[TASK] The lines below starting at the line containing "negative clicks: (797, 497)" and ending at the line containing "491L678 519L708 553L724" are to be repeated exactly, with both ends kept and nothing else added.

[DATA RECORDS]
┄┄┄┄┄┄┄┄┄┄┄┄┄┄┄┄┄┄┄┄
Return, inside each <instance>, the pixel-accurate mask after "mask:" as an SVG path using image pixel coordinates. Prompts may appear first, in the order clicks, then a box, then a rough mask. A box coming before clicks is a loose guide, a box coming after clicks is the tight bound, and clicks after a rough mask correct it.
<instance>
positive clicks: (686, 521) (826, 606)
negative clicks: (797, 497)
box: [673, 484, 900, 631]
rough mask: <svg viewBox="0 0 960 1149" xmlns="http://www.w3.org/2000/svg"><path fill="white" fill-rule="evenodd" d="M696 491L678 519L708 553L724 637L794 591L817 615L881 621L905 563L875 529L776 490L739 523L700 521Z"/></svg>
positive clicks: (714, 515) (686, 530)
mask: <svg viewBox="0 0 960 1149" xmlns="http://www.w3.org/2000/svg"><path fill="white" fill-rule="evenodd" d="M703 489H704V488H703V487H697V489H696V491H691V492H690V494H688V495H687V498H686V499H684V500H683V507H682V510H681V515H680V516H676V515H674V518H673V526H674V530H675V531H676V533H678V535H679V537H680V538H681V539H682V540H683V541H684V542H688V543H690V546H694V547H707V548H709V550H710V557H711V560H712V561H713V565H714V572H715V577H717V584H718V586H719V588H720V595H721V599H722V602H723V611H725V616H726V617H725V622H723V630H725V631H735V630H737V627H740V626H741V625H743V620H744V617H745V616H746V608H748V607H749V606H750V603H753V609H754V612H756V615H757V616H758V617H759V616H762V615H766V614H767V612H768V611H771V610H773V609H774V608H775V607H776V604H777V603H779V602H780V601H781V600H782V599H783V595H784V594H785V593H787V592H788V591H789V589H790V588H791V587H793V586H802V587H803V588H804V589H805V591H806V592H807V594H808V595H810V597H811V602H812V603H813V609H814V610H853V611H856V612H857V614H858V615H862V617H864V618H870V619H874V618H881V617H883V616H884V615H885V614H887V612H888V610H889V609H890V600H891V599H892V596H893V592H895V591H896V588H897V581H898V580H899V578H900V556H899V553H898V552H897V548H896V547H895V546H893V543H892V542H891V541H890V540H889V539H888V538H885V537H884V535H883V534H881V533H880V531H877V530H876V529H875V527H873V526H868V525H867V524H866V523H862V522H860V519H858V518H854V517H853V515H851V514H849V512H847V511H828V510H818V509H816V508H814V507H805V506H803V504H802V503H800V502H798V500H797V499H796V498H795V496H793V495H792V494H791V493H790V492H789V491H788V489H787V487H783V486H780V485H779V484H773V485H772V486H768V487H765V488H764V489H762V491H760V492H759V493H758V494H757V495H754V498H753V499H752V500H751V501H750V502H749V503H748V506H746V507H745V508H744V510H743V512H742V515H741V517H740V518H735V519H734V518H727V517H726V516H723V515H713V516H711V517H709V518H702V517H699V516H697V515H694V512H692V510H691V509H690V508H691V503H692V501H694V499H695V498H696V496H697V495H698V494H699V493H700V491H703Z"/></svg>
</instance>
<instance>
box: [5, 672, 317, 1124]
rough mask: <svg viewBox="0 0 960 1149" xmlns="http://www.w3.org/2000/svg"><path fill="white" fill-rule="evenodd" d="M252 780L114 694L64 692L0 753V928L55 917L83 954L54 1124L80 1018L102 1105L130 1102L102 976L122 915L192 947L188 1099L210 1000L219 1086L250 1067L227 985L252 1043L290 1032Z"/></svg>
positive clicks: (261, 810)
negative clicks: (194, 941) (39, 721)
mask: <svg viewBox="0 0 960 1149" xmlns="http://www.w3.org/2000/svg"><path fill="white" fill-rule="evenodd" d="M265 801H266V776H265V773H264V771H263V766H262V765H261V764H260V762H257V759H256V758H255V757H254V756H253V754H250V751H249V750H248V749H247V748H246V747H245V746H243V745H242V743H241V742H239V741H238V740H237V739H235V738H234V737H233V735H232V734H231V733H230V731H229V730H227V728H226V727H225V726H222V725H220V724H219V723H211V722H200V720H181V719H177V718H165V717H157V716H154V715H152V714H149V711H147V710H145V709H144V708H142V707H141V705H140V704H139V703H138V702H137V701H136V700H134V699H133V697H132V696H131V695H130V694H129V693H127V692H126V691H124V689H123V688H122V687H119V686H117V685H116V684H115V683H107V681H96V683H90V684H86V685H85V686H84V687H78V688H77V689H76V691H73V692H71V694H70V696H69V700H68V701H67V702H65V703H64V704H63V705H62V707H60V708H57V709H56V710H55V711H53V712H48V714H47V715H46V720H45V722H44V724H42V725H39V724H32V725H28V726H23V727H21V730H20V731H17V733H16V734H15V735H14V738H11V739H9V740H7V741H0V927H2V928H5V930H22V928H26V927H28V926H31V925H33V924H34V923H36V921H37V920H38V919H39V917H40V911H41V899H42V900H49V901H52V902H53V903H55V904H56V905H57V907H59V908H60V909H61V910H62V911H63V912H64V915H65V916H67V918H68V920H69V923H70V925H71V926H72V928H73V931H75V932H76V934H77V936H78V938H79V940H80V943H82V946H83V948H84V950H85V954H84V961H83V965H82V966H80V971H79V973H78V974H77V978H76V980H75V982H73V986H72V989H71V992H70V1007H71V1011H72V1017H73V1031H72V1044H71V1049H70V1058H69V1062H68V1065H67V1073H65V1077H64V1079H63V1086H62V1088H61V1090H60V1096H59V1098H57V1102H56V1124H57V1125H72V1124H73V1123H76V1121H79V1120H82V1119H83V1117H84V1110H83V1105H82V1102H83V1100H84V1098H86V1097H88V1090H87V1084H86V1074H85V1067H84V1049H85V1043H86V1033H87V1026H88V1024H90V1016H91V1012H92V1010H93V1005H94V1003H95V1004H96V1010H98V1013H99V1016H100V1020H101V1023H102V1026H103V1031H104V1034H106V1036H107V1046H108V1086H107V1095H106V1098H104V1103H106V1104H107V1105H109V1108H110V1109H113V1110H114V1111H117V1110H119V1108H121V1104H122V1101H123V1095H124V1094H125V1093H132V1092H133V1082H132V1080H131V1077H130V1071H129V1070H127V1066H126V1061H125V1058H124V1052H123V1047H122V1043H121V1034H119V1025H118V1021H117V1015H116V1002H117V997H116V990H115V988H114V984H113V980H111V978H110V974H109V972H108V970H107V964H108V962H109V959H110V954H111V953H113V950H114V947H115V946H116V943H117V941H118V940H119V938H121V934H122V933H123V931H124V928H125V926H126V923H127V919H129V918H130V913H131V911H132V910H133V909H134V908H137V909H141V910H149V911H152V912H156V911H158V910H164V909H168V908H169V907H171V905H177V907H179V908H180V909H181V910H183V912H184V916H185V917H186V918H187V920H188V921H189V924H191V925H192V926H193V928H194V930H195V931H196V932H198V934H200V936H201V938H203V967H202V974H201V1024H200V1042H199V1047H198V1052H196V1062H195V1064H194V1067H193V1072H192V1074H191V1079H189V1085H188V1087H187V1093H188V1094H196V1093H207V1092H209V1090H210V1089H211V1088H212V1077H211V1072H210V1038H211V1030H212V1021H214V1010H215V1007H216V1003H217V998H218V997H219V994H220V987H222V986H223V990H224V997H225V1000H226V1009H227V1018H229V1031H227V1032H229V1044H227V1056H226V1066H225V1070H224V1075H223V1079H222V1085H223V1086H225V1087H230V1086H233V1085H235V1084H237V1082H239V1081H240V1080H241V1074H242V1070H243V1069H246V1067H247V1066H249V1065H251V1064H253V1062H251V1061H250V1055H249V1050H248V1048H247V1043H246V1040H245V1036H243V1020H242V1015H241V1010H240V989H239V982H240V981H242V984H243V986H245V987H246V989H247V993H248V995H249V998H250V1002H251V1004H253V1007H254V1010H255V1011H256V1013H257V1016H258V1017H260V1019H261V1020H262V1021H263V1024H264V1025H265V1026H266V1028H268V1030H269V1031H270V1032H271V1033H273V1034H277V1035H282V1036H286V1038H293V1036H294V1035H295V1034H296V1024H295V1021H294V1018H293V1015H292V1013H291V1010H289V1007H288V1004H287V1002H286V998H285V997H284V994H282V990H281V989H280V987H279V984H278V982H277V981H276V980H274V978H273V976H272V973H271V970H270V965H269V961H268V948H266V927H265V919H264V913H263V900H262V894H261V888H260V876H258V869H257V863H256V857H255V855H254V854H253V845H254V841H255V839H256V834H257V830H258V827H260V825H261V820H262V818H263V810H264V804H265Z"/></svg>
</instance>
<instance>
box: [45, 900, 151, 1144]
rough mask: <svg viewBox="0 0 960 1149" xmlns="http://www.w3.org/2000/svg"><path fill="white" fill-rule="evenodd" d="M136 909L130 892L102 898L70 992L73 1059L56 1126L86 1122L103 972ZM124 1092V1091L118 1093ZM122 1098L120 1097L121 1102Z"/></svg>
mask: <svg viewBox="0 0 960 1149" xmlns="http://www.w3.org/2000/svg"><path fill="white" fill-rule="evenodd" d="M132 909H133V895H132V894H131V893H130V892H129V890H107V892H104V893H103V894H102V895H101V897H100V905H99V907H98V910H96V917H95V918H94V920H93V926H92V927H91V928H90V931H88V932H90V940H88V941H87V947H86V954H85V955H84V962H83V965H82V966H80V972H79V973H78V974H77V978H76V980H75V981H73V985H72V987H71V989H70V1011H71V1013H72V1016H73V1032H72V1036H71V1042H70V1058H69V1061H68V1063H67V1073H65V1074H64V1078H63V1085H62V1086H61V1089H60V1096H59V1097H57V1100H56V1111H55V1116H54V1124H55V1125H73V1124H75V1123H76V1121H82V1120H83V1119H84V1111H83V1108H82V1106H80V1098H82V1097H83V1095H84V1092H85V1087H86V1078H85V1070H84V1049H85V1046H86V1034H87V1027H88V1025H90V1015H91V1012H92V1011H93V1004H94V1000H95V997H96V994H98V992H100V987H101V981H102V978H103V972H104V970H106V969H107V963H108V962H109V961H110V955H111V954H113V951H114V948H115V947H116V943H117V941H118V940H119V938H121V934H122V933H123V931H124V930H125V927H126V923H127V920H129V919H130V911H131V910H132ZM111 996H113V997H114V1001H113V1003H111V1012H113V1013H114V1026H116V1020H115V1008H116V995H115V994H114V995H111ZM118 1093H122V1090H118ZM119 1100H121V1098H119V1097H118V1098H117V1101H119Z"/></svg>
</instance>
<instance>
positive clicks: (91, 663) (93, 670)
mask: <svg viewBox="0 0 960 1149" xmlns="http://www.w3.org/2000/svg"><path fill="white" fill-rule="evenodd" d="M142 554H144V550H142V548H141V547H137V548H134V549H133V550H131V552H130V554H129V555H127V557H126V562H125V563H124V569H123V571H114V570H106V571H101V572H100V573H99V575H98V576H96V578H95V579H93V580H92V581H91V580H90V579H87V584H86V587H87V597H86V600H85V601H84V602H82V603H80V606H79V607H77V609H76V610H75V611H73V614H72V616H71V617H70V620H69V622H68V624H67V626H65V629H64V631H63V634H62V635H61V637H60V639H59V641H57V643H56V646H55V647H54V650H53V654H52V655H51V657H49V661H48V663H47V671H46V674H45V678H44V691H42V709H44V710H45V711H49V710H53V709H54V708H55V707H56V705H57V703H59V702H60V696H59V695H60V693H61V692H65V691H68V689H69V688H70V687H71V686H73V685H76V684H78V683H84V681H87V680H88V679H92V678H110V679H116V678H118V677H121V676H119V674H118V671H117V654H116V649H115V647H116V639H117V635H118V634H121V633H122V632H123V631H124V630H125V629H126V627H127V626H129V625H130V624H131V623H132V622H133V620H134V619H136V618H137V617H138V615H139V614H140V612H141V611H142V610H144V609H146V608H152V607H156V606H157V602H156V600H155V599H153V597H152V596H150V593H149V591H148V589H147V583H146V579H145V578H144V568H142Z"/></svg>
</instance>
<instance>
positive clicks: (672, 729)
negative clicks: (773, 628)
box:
┄┄┄┄┄┄┄┄┄┄┄┄┄┄┄┄┄┄┄┄
[REPLY TO THE TASK]
negative clicks: (797, 497)
box: [673, 484, 900, 631]
rough mask: <svg viewBox="0 0 960 1149" xmlns="http://www.w3.org/2000/svg"><path fill="white" fill-rule="evenodd" d="M696 491L678 519L708 553L724 637L794 591L817 615L881 621L905 563L875 529L776 490L739 523L700 521Z"/></svg>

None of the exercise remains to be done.